(ASSIGNMENT)
Quote the entries word for word. Omit the pictures.

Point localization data
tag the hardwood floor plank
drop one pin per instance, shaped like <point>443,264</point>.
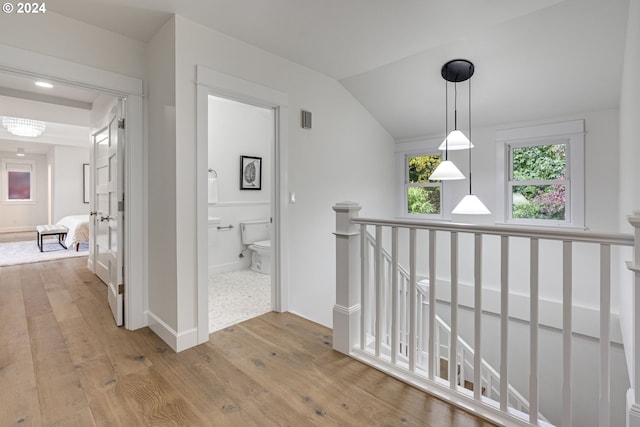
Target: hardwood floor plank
<point>18,392</point>
<point>71,366</point>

(ANSWER TO THE EXERCISE)
tag the hardwood floor plank
drop one pin per instance, shaped like <point>443,264</point>.
Target: hardwood floor plank
<point>18,392</point>
<point>71,366</point>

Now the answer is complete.